**Records shown**

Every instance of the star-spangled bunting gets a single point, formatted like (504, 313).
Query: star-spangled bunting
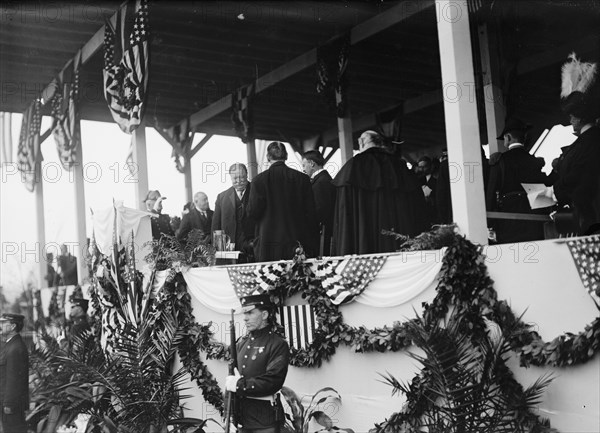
(29, 144)
(126, 61)
(586, 255)
(65, 113)
(242, 113)
(256, 279)
(345, 279)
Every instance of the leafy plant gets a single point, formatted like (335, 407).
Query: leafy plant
(464, 385)
(127, 386)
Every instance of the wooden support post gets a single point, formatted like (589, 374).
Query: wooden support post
(345, 138)
(460, 111)
(252, 162)
(187, 175)
(141, 162)
(40, 223)
(495, 110)
(80, 214)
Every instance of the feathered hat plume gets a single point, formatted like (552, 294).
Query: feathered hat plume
(577, 76)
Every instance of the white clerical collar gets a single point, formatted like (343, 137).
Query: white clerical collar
(316, 172)
(585, 128)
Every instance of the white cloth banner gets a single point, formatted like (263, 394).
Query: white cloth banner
(403, 277)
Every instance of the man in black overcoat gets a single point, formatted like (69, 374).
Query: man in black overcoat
(504, 191)
(324, 193)
(229, 214)
(14, 374)
(282, 204)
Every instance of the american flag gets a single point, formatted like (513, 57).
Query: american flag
(126, 79)
(256, 279)
(241, 116)
(299, 324)
(346, 278)
(29, 144)
(66, 128)
(586, 255)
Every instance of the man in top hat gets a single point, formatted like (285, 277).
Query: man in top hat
(14, 374)
(578, 168)
(504, 191)
(161, 223)
(262, 359)
(79, 318)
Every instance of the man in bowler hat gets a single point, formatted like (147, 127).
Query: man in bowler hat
(14, 374)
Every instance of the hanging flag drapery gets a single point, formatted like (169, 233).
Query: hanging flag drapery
(586, 255)
(256, 279)
(126, 61)
(65, 113)
(29, 144)
(299, 323)
(242, 113)
(183, 135)
(346, 278)
(332, 82)
(6, 137)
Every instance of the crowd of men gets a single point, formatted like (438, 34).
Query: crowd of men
(376, 191)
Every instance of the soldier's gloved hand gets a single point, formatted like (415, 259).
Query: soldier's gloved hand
(158, 204)
(231, 381)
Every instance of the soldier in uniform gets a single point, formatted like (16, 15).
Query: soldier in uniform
(262, 359)
(14, 374)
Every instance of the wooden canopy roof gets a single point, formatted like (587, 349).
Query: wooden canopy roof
(202, 51)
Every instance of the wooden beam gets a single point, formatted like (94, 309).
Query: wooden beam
(87, 51)
(200, 144)
(360, 32)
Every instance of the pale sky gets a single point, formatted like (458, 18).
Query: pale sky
(105, 149)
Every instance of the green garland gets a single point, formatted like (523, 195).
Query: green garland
(463, 283)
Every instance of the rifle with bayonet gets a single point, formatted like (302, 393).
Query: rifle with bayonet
(230, 397)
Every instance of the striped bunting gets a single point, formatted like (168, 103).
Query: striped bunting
(126, 79)
(29, 144)
(66, 128)
(256, 279)
(241, 116)
(299, 324)
(586, 255)
(344, 279)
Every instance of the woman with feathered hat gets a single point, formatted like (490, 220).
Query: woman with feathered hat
(578, 168)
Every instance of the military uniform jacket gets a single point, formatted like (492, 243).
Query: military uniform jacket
(263, 358)
(14, 375)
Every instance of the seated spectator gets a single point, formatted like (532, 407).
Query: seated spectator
(199, 217)
(66, 274)
(161, 223)
(375, 190)
(505, 193)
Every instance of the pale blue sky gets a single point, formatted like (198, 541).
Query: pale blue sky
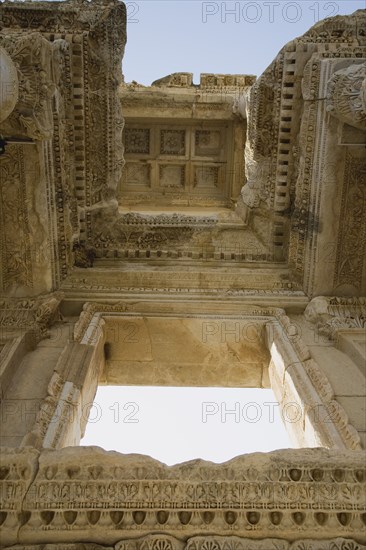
(165, 36)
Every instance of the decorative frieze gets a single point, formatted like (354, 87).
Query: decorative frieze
(89, 494)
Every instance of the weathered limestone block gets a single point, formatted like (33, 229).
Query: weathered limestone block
(9, 85)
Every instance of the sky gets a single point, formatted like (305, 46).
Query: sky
(235, 37)
(174, 425)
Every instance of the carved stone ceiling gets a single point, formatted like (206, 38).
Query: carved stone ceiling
(68, 221)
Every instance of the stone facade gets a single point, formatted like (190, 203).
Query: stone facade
(140, 224)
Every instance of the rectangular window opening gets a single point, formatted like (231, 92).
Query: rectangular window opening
(177, 424)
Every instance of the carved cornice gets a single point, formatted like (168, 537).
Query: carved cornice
(31, 314)
(85, 493)
(337, 313)
(166, 542)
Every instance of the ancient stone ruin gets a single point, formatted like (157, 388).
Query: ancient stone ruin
(239, 202)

**Your instructions**
Your reply should hold only the records, duplicated exactly, without any image.

**Written response**
Every instance of the star-spangled bunting gets a single point, formatted like (504, 313).
Query: star-spangled bunting
(29, 144)
(126, 61)
(586, 255)
(65, 113)
(242, 113)
(256, 279)
(345, 279)
Every instance of the leafy plant gets a single point, formatted like (335, 407).
Query: leafy plant
(464, 385)
(127, 386)
Every instance of the wooden support post gets a single point, formatted like (589, 374).
Query: wooden support post
(345, 138)
(460, 111)
(252, 162)
(187, 175)
(141, 162)
(40, 223)
(495, 110)
(80, 214)
Every instance of the feathered hat plume gets a single point, formatted like (552, 294).
Query: feathered hat plume
(577, 76)
Every instance of the white clerical collar gets a single point, formatted like (343, 137).
Query: white clerical collar
(316, 172)
(585, 128)
Every instance of the white cloth banner gets a single point, formatted like (263, 394).
Query: white cloth banner
(403, 277)
Every instance of the man in black overcoat gets a single point, formatted like (69, 374).
Query: man in black overcoat
(504, 191)
(324, 193)
(229, 214)
(14, 374)
(282, 204)
Every instance of the american flag gets a single point, formatted like (513, 57).
Query: american flag
(126, 79)
(256, 279)
(241, 116)
(299, 324)
(346, 278)
(29, 144)
(66, 128)
(586, 255)
Every instance of the man in top hat gets a single point, formatted like (285, 277).
Query: man in top hat
(14, 374)
(578, 168)
(504, 191)
(161, 223)
(262, 359)
(79, 318)
Every instance of the man in bowler hat gets a single point, formatted like (147, 127).
Query: man in bowler hat
(14, 374)
Every instance of the hanging flag drapery gets a single point, formatted like (169, 233).
Query: hanging flag drapery
(586, 255)
(256, 279)
(126, 61)
(65, 113)
(29, 144)
(299, 323)
(242, 113)
(183, 135)
(346, 278)
(332, 82)
(6, 137)
Every instance of the crowd of men gets a single point, formatted like (438, 34).
Query: crowd of men
(376, 191)
Every instance of the soldier's gloved hand gets a single point, formatted like (415, 259).
Query: soldier's gloved hand
(158, 204)
(231, 381)
Every instance of the soldier in uniform gets a single point, formatted like (16, 15).
Query: soldier in uniform
(262, 359)
(14, 374)
Every instance of the wooden canopy roof gets a single point, formatted like (587, 349).
Query: wooden canopy roof
(202, 51)
Every instance of the wooden beam gets a single point, formatted like (94, 309).
Query: wooden beam
(87, 51)
(200, 144)
(360, 32)
Every instance of the pale sky gets a single point, formatted like (458, 18).
Query: pale sky
(105, 149)
Every instance of the green garland gets a single point, formatted like (523, 195).
Query: green garland
(463, 283)
Every instance of the rifle with bayonet gets a single point, formatted like (302, 393).
Query: rifle with bayonet
(230, 397)
Every instance of the striped bunting gets a single point, formatted like (168, 103).
Query: striped bunting
(126, 79)
(29, 144)
(66, 128)
(256, 279)
(241, 116)
(299, 324)
(586, 255)
(344, 279)
Every instance of the woman with feathered hat gets a single point, formatted like (490, 220).
Query: woman with feathered hat
(578, 168)
Every instance of the military uniform jacket gets a single point, formatted like (492, 243).
Query: military uniform jacket
(263, 358)
(14, 375)
Every instance of the seated spectator gets a single point, formatted like (532, 407).
Query: seated spectator
(199, 217)
(66, 274)
(161, 223)
(375, 190)
(505, 193)
Every instance of the pale blue sky gets a single point, formatted like (198, 541).
Query: pale blue sky
(165, 36)
Every instance of the decorative frieze gets a single point, formatted like (354, 87).
Query: decorative frieze
(89, 494)
Every instance of the weathered limestone block gets a single point, formatted like (33, 229).
Query: weathered limestone block
(9, 85)
Every instance of the sky gets a single point, formatted like (305, 46).
Query: sky
(235, 37)
(174, 425)
Every instance of the carved stone ceiling gets a single point, formatted like (206, 38).
Query: carved stone ceiling
(68, 221)
Every instance of the stone facade gets a single point, formatted like (190, 203).
Query: stone facade
(140, 224)
Every instance of the rectangular window opening gets a single point, formatted like (231, 92).
Query: rectangular window opening
(177, 424)
Every instance of the carved cornice gets a single point, formatted like (168, 537).
Query: carved cornice
(31, 314)
(85, 493)
(337, 313)
(166, 542)
Every instance of the ancient stone ruin gets a single point, formatted like (157, 388).
Query: ancient stone ruin
(239, 202)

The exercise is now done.